[Data extracted from a collection]
====
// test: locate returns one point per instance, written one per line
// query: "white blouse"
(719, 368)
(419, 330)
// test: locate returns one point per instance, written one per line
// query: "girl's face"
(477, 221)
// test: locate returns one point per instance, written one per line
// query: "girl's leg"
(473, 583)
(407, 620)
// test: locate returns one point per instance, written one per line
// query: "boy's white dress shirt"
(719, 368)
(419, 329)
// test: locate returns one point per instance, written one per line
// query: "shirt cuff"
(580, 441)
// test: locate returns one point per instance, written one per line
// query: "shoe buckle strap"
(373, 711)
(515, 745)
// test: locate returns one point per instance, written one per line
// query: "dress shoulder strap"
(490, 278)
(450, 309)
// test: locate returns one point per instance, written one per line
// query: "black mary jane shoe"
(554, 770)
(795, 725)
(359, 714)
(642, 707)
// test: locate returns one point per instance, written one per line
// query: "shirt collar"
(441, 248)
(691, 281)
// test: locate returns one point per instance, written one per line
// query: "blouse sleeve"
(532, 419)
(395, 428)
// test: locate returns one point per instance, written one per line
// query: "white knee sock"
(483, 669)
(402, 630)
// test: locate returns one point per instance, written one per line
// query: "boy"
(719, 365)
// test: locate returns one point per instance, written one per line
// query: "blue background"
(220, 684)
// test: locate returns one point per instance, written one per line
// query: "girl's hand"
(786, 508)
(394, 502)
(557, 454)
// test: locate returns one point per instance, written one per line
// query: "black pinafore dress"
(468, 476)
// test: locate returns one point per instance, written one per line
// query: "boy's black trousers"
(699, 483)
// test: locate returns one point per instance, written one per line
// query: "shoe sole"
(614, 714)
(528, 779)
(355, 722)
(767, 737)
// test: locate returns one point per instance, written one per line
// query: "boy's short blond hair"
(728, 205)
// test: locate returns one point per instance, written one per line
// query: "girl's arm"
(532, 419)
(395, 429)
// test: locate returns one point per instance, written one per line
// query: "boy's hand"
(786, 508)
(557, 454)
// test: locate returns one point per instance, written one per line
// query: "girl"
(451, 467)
====
## Required action
Produce an exact copy of all the records.

## Written answer
// test: locate returns one point per instance, written one per line
// query: "white blouse"
(719, 368)
(419, 330)
// test: locate returns one point per instance, written one per line
// query: "girl's face"
(477, 221)
// test: locate returns one point per instance, written one per line
// query: "girl's leg"
(473, 583)
(407, 620)
// test: locate returns one point per instance, written one per line
// query: "boy's white dress shirt"
(719, 368)
(419, 329)
// test: locate returns one point per instance, written one per line
// query: "shirt cuff"
(580, 441)
// test: locate returns one point per instance, written one per line
// query: "shoe buckle strap"
(373, 711)
(515, 745)
// test: locate returns one point per instance, written one per line
// query: "dress shoulder strap"
(490, 278)
(450, 309)
// test: locate returns one point per instance, written one per line
// query: "black mary jane shoe"
(554, 770)
(795, 725)
(359, 714)
(642, 707)
// test: locate returns one point per instance, written one per line
// query: "shirt collar"
(441, 248)
(691, 281)
// test: locate returns one point per instance, written one per line
// query: "blouse sleeve"
(532, 419)
(395, 428)
// test: locate returns one point per instance, written one per line
// query: "white knee sock"
(483, 669)
(402, 630)
// test: locate returns one point per instance, written one per line
// query: "boy"
(719, 365)
// test: locate returns one point per instance, written one per line
// query: "blue background"
(220, 684)
// test: locate returns one point per instance, written one per line
// query: "girl's hand"
(786, 508)
(394, 502)
(557, 454)
// test: locate returns one point per instance, written one per line
// query: "black pinafore dress"
(468, 476)
// test: locate returns one point per instance, written one per line
// query: "boy's black trousers"
(699, 483)
// test: locate returns one point per instance, written one per line
// query: "shoe sole"
(614, 714)
(528, 779)
(355, 722)
(767, 737)
// test: locate returns one point per instance, written one per line
// query: "boy's short blond hair"
(728, 205)
// test: locate returns one point per instance, written one per line
// query: "girl's arm"
(532, 419)
(395, 429)
// test: locate returns one point per instance, written one per line
// query: "boy's hand"
(786, 508)
(557, 454)
// test: locate returns one point per instance, written one per line
// query: "girl"
(451, 467)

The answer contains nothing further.